▶ [Data records]
+---+
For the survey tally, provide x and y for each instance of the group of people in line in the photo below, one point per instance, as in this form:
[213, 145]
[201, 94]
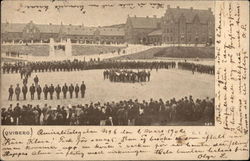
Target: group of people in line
[117, 75]
[208, 69]
[67, 65]
[126, 112]
[35, 88]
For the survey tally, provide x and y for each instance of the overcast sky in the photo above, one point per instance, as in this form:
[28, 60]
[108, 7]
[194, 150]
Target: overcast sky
[17, 12]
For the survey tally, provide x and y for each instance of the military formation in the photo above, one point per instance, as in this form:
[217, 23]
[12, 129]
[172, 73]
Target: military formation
[126, 112]
[47, 90]
[76, 65]
[207, 69]
[117, 75]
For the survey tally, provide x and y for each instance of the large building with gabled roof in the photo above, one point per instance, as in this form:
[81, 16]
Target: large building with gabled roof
[176, 26]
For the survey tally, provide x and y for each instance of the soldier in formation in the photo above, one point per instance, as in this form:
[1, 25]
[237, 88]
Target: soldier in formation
[117, 75]
[126, 112]
[25, 69]
[46, 90]
[207, 69]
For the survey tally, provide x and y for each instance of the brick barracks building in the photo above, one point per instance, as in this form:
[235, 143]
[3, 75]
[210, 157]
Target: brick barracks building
[177, 26]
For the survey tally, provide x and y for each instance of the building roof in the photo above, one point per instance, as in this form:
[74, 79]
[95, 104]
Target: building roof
[190, 14]
[112, 31]
[144, 22]
[12, 27]
[155, 33]
[66, 29]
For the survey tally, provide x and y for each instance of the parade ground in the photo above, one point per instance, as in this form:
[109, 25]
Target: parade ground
[164, 83]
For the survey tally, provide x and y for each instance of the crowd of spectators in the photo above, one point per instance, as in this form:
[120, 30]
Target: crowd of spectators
[208, 69]
[125, 112]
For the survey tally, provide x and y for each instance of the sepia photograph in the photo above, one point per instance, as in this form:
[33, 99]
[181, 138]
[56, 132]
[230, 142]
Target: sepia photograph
[108, 64]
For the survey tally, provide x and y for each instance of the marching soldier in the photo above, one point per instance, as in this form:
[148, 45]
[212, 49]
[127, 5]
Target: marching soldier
[17, 92]
[77, 90]
[45, 91]
[51, 91]
[65, 90]
[39, 91]
[25, 80]
[83, 88]
[32, 91]
[36, 80]
[11, 91]
[71, 89]
[24, 90]
[58, 91]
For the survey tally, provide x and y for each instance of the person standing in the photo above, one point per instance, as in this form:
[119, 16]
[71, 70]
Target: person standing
[32, 91]
[65, 90]
[71, 89]
[16, 114]
[17, 92]
[36, 80]
[45, 91]
[58, 91]
[11, 91]
[51, 91]
[25, 91]
[83, 89]
[77, 89]
[39, 91]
+---+
▶ [The problem] Wherever the word "point" shows up in the material, copy the line it is on.

▶ [Exercise response]
For the survey tally, provide x and y for each instance of the group of people in line in the photo below, one point per instance, as in this form:
For the survey tally, provide x and y for each instance of the overcast sky in the photo above, one point per instance, as in this form:
For the survey tally, provide x and y for each instance of the military formation in the photo above, one point per instance, as in this form:
For the survey tally, provide x and y for each instance of the large building with gabled roof in the photo above, one point per instance, as in this form:
For the survey tally, provide x and y for each instance of the soldier in formation in the photo above, one point per instance, as in this form:
For the survey tally, provide x and y for each instance of the brick barracks building in the photo above, one point per instance, as in this form:
For the survey tally, provide x and y for each instance of the building roof in the photo above, one point per instance, as in this form:
For the survey tally, provide x and y for each instance of the parade ground in the photo above, one point per instance, as in this form:
For the survey tally, provide x and y for each instance of the crowd of spectators in the photo above, one point per instance, as in this form:
For the survey tally, provide x and y for each instance of the sepia photograph in the photo above, one point per instance, as in this form:
For the survey tally, provide x and y for each instance of the marching soldier in the photo above, one point per instance, as in this form:
For the survey tally, provide x and y for each instance of the person standing in the photo above, one point per instance, as in this form:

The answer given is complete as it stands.